• EXERCISE GOAL
All the lines below need to be transcribed exactly. Pictures get left out.

(Items from a data source)
* * *
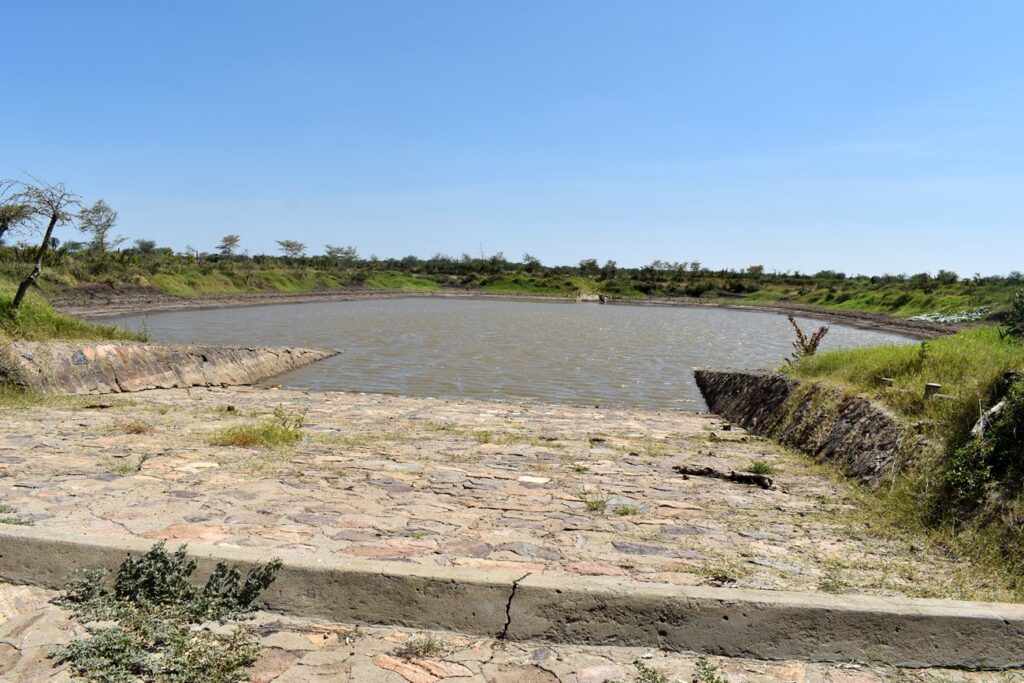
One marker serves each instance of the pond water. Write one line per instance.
(588, 354)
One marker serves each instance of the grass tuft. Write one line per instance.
(282, 429)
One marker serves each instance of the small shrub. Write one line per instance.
(126, 466)
(993, 460)
(805, 346)
(1015, 319)
(594, 502)
(707, 672)
(761, 467)
(282, 429)
(418, 648)
(137, 427)
(157, 613)
(9, 518)
(647, 674)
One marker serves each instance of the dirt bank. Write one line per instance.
(98, 301)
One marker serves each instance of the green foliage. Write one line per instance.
(707, 672)
(991, 462)
(965, 493)
(158, 614)
(969, 366)
(36, 321)
(282, 429)
(397, 281)
(647, 674)
(1015, 319)
(761, 467)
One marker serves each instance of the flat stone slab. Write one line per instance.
(527, 520)
(771, 625)
(525, 487)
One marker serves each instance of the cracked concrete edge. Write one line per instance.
(593, 610)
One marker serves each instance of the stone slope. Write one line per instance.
(96, 368)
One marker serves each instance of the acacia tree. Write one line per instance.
(340, 255)
(292, 249)
(50, 203)
(228, 244)
(12, 213)
(98, 220)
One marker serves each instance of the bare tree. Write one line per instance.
(292, 249)
(53, 204)
(98, 220)
(12, 213)
(228, 244)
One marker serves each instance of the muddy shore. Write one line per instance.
(99, 301)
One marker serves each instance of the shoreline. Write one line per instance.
(100, 302)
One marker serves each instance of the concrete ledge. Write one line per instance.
(770, 625)
(91, 368)
(586, 610)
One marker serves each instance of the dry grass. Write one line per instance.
(280, 430)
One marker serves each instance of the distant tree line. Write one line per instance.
(33, 211)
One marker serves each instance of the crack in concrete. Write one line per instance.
(508, 606)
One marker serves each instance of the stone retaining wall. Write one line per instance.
(94, 368)
(851, 431)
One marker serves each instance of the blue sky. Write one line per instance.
(853, 135)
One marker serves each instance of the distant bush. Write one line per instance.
(1015, 319)
(282, 429)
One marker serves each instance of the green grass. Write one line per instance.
(276, 431)
(399, 281)
(968, 366)
(761, 467)
(36, 321)
(966, 499)
(151, 623)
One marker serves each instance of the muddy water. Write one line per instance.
(625, 356)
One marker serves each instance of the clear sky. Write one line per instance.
(864, 136)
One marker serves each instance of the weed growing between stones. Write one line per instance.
(761, 467)
(9, 516)
(646, 674)
(832, 579)
(158, 633)
(595, 502)
(283, 428)
(137, 427)
(126, 466)
(419, 648)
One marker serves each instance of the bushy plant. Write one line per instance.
(157, 635)
(993, 460)
(282, 429)
(1015, 319)
(805, 346)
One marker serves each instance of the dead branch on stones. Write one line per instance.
(804, 345)
(737, 477)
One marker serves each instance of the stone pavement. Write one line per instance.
(534, 487)
(299, 650)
* * *
• ANSWER TO THIS TASK
One marker serves each instance of the pond water. Write one line per instance.
(588, 354)
One marker serves each instance of the grass tuft. Write one line per instance.
(282, 429)
One marker serves each instance of the small shrub. Write one line per instance.
(126, 466)
(993, 460)
(805, 346)
(1015, 319)
(594, 502)
(707, 672)
(761, 467)
(282, 429)
(418, 648)
(137, 427)
(157, 613)
(9, 518)
(647, 674)
One marker serves each instance of the dirt bank. Write one line per instance.
(98, 301)
One marker serves each instance of the green foliage. Write one line per instance.
(707, 672)
(991, 462)
(965, 493)
(158, 614)
(969, 366)
(36, 321)
(282, 429)
(397, 281)
(647, 674)
(1015, 319)
(761, 467)
One marker serves each instance of the flat stone slab. Write one line per instance.
(527, 520)
(771, 625)
(525, 487)
One marker serves each instance of the cracked concrete edge. Write one line per instance.
(593, 610)
One marker serves each instance of the stone slope. Write one line per instance.
(96, 368)
One marker serves each instance of the acacia tree. Write one line per instance.
(340, 255)
(292, 249)
(50, 203)
(228, 244)
(12, 213)
(98, 220)
One marker serves each instance of the bare tree. Write one line per instance.
(292, 249)
(53, 204)
(98, 220)
(12, 213)
(228, 244)
One marker serves each instance of the muddy shore. Write one line per instance.
(99, 301)
One marker serves each instance of the shoreline. Write one line per instance.
(100, 302)
One marker serves each instance of the concrete ledge. Write one line per instance.
(770, 625)
(91, 368)
(586, 610)
One marker serves each instance of the dry grass. Write one line per instance.
(280, 430)
One marker serves each instance of the distant tree line. Write one line per instance.
(33, 211)
One marker serves each instance of the crack in concrete. Write one line per instance.
(508, 606)
One marker serves each instance of the stone retaining wall. Write one line per instance.
(94, 368)
(851, 431)
One marker serves each instance of the blue sky. Write one line per instance.
(853, 135)
One marker serves each instance of the distant bush. Write one line per instance.
(1015, 319)
(282, 429)
One marker serves each instance of the green grass. Write one line per instance.
(276, 431)
(399, 281)
(968, 366)
(761, 467)
(36, 321)
(966, 499)
(151, 623)
One marker serves each instance of the muddy water. Write one line per instance.
(625, 356)
One marker serves each instance of the clear sky. Write one line per instance.
(864, 136)
One marker serves each instance of the weed growing between stones. Write one line per instance.
(761, 467)
(9, 516)
(646, 674)
(832, 579)
(158, 633)
(595, 502)
(283, 428)
(137, 427)
(126, 466)
(419, 648)
One marker serves each instance of the bushy plant. Write one line per instance.
(157, 635)
(993, 460)
(282, 429)
(1015, 319)
(805, 346)
One marker serves each instance of the dead branch on stones. Write one line per instance.
(804, 345)
(737, 477)
One marker serves each instance of the stone pavement. Write one line per instance.
(534, 487)
(299, 650)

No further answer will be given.